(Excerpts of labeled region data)
▬▬▬▬▬▬▬▬▬▬

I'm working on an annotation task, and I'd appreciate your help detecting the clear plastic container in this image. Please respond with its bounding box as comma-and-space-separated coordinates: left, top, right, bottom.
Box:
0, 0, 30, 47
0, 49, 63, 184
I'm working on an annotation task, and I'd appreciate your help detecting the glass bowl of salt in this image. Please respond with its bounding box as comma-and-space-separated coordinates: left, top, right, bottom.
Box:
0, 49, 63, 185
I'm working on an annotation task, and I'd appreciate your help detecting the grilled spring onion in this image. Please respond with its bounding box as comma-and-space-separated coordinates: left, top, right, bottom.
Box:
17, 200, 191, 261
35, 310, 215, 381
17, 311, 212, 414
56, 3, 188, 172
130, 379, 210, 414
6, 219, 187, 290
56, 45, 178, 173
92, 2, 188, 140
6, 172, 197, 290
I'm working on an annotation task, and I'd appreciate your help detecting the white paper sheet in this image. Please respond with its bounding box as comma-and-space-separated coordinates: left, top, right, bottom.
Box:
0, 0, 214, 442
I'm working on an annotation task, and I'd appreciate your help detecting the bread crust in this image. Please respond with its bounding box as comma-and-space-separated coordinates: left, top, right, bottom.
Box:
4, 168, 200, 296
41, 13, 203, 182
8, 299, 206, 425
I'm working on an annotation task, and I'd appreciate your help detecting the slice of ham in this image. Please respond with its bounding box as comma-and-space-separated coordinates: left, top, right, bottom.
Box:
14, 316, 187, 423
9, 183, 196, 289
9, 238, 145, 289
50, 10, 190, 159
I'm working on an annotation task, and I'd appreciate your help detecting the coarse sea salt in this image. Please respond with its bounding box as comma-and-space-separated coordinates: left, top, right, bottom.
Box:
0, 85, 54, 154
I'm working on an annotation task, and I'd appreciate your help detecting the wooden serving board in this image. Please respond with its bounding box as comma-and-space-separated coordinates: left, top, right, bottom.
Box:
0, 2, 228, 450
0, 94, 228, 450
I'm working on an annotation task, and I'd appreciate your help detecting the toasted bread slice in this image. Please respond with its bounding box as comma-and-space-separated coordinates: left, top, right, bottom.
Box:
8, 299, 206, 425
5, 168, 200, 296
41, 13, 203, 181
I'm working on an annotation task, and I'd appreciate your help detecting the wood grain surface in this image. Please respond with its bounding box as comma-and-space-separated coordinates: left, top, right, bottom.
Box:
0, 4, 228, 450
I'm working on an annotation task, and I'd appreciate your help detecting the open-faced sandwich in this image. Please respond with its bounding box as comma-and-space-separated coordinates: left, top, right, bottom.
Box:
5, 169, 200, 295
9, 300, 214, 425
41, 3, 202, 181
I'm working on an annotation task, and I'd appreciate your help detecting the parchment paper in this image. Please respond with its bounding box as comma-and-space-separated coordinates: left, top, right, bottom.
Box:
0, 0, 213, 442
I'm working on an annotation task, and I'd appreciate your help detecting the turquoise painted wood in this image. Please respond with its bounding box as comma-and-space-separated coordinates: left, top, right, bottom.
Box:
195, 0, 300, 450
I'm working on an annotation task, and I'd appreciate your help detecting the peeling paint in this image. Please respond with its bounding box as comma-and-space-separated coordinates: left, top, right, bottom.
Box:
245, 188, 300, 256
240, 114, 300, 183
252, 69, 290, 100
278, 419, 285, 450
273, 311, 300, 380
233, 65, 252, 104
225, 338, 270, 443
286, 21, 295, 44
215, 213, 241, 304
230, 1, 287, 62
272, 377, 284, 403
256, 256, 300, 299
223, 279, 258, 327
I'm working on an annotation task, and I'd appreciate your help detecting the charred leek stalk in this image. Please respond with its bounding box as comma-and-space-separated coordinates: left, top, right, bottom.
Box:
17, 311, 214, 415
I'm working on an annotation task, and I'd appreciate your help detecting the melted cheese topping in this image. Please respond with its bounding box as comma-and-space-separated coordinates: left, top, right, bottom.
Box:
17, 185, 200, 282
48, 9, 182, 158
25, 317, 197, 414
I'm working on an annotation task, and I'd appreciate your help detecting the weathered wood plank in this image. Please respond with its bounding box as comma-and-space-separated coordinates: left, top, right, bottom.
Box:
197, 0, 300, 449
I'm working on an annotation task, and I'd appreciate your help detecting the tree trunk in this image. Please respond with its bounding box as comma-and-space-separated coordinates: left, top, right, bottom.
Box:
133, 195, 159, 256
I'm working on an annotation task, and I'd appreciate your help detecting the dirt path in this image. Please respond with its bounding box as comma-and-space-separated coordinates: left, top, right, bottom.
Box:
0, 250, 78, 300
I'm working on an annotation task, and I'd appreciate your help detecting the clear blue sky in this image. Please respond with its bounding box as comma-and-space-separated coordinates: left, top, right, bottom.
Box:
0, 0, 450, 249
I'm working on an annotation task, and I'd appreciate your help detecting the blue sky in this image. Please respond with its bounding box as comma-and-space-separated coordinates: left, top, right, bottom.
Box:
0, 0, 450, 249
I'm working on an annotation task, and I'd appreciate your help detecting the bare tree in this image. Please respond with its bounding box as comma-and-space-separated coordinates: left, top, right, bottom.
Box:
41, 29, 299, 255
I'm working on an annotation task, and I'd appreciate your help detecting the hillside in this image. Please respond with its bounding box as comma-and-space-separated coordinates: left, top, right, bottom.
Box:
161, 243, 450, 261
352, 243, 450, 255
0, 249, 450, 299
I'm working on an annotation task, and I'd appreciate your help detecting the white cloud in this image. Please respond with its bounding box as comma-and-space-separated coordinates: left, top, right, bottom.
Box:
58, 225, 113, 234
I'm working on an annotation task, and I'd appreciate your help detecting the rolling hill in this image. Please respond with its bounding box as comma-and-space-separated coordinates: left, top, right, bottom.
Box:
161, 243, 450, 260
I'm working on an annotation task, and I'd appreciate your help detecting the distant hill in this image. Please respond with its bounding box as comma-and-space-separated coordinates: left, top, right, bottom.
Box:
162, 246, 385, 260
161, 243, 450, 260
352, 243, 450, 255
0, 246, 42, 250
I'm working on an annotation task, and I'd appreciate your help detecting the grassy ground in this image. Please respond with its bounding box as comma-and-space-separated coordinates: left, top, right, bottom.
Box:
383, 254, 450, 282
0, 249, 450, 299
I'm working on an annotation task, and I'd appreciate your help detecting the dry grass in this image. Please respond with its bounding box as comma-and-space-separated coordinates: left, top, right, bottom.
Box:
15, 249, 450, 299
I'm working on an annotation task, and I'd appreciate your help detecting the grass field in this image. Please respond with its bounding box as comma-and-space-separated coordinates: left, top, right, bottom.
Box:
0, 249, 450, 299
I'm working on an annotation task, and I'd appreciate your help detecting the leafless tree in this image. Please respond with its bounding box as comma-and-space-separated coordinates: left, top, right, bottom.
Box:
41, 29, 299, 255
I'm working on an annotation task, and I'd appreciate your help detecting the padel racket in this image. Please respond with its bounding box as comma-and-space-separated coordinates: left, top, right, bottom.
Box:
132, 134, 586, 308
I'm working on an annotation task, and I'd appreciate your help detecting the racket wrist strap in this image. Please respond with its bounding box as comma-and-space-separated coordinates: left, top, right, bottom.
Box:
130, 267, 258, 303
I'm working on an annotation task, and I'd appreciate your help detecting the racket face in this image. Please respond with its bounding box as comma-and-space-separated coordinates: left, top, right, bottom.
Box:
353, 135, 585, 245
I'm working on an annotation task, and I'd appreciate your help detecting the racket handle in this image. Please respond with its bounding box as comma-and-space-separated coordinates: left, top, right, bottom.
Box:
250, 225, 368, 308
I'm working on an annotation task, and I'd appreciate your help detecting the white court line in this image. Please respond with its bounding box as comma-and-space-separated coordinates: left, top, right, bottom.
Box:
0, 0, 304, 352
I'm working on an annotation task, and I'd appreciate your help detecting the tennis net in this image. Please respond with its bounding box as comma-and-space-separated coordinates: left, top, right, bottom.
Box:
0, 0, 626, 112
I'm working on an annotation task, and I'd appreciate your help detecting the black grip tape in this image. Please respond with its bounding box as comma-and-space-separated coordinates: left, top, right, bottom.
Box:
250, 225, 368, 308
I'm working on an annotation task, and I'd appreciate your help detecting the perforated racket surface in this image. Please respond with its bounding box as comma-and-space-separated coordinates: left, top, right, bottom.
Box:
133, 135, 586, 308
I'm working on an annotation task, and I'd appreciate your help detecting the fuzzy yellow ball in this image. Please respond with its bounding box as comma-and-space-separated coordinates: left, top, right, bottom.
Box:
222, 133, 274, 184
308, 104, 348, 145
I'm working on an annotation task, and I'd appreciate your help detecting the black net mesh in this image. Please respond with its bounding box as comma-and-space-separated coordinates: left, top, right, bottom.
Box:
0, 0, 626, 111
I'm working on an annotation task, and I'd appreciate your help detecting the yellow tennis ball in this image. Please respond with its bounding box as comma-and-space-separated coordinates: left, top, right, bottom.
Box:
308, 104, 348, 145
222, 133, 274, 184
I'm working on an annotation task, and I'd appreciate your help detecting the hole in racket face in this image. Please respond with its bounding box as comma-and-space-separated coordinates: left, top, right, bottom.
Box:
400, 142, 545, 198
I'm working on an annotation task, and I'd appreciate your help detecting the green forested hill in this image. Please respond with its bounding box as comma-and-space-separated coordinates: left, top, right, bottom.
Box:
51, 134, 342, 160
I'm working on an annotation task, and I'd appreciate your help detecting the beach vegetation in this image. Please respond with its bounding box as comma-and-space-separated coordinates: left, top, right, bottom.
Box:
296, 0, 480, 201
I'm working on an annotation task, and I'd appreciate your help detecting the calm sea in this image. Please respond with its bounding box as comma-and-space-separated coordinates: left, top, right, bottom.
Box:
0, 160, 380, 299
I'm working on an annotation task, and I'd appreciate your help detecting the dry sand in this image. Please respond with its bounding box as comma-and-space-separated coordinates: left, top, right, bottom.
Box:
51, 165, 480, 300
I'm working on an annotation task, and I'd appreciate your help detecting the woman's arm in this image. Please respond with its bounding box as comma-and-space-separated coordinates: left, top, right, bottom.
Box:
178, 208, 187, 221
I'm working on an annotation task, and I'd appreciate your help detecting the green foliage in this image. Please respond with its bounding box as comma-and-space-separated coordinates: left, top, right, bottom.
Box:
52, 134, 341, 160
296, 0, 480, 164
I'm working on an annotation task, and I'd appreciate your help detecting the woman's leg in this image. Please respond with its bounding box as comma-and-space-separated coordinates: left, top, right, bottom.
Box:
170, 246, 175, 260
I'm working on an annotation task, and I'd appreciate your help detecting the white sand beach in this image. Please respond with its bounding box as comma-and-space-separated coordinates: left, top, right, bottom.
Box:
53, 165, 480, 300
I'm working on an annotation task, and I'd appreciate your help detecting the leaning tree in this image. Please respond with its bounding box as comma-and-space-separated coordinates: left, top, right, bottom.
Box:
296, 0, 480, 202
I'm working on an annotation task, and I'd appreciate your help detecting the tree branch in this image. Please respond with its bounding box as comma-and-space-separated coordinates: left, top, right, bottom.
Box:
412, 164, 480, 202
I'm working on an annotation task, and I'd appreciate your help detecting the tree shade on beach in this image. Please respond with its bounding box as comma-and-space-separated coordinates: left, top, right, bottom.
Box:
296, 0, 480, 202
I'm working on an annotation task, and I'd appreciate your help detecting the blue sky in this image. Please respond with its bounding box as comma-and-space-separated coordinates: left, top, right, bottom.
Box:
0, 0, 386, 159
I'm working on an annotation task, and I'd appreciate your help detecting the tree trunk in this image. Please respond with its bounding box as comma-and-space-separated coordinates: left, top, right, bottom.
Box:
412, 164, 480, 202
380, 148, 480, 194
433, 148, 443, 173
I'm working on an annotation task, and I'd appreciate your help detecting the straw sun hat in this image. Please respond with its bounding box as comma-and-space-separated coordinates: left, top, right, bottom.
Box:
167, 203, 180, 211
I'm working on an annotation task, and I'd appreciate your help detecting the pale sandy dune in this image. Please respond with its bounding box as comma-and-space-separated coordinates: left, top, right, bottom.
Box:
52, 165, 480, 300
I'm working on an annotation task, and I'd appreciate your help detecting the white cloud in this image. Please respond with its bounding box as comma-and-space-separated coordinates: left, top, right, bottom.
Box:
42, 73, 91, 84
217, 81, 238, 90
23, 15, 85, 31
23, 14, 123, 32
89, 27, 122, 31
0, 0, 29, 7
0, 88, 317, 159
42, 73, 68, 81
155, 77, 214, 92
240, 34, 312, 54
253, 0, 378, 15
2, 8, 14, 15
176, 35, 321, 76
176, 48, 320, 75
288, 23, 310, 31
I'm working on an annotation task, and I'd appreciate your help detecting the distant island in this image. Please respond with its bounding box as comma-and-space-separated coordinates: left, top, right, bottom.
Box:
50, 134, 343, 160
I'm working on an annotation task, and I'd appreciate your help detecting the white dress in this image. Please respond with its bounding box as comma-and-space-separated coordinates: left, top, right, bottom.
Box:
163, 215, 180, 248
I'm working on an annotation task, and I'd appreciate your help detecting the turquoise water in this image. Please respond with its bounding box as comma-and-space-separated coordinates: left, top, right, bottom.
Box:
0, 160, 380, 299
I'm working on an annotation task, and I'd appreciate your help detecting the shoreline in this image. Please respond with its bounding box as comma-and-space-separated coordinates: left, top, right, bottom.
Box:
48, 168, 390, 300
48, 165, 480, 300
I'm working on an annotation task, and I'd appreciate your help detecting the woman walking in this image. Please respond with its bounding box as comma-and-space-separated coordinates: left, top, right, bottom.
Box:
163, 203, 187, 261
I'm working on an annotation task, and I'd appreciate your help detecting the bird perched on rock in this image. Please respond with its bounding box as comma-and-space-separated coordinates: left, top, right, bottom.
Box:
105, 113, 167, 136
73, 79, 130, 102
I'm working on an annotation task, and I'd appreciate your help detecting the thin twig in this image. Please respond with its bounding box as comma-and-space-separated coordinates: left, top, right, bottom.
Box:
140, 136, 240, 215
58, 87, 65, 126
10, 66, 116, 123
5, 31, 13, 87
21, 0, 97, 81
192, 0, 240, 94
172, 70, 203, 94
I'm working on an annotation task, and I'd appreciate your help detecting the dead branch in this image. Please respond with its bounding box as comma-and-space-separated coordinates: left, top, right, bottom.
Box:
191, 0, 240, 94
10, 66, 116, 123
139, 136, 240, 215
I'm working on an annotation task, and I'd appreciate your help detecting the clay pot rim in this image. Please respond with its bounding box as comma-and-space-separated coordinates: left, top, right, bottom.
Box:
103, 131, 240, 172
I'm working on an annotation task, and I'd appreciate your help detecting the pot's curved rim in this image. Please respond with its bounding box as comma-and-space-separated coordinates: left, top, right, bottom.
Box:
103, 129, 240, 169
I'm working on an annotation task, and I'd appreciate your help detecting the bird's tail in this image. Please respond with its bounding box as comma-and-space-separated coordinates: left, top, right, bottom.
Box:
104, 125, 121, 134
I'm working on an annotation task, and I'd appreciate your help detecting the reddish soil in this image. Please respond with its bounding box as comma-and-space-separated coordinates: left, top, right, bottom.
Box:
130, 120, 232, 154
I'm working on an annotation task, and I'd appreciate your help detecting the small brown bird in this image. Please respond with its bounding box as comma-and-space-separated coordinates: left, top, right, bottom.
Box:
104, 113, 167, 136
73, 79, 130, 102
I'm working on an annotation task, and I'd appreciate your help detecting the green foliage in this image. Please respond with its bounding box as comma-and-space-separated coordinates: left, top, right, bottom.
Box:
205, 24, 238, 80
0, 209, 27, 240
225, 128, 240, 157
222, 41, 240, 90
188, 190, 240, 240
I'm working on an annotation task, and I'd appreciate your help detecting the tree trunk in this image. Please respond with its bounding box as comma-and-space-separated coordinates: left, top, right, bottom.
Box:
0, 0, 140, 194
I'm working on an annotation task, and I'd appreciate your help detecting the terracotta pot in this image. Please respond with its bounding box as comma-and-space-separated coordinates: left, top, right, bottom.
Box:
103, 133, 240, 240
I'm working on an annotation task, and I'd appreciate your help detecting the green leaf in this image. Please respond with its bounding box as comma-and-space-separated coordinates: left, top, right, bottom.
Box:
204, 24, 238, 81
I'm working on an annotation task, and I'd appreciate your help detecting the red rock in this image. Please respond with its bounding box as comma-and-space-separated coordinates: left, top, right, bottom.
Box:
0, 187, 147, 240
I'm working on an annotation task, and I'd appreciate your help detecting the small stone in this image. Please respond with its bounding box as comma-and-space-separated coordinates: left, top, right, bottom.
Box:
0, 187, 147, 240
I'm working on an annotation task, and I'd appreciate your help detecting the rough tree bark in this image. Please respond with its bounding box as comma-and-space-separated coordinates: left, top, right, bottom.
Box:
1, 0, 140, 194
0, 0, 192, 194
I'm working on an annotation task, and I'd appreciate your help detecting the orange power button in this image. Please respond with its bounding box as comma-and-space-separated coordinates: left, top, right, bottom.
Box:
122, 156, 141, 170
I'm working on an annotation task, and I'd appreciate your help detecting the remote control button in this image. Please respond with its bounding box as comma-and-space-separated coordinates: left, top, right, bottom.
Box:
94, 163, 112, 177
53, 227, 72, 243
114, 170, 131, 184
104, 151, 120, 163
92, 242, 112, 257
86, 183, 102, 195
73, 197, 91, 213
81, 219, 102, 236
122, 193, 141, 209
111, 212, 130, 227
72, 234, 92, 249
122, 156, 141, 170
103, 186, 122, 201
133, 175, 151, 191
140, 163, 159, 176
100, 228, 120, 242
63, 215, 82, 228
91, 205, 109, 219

▬▬▬▬▬▬▬▬▬▬

DIRECTIONS FOR THIS TASK: Rewrite the stretch of the listing from the line containing "detecting the straw" through the line containing "163, 215, 180, 248", replacing "distant island" with "small island" and keeping everything else the same.

RESULT:
I'm working on an annotation task, and I'd appreciate your help detecting the straw sun hat in this image. Please respond with its bounding box as comma-and-space-separated coordinates: left, top, right, bottom.
Box:
167, 203, 180, 211
I'm working on an annotation task, and I'd appreciate your help detecting the pale sandy dune in this image. Please respond with its bounding box as comma-and-space-separated coordinates: left, top, right, bottom.
Box:
52, 165, 480, 300
I'm working on an annotation task, and I'd appreciate your help detecting the white cloud in this image. Please respond with its bounding box as comma-and-space-separated coordinates: left, top, right, bottom.
Box:
42, 73, 91, 84
217, 81, 238, 90
23, 15, 85, 31
23, 14, 123, 32
89, 27, 122, 31
0, 0, 29, 7
0, 88, 317, 159
42, 73, 68, 81
155, 77, 214, 92
240, 34, 312, 54
253, 0, 378, 15
2, 8, 14, 15
176, 35, 321, 76
176, 48, 320, 75
288, 23, 310, 31
I'm working on an annotation task, and I'd appreciate your help detecting the small island in this image. Please respond with its bounding box as comma-and-space-separated coordinates: left, top, right, bottom.
Box:
50, 134, 343, 160
I'm working on an annotation task, and I'd appreciate your help detecting the white dress in this image. Please respond with its bounding box as comma-and-space-separated coordinates: left, top, right, bottom.
Box:
163, 215, 180, 248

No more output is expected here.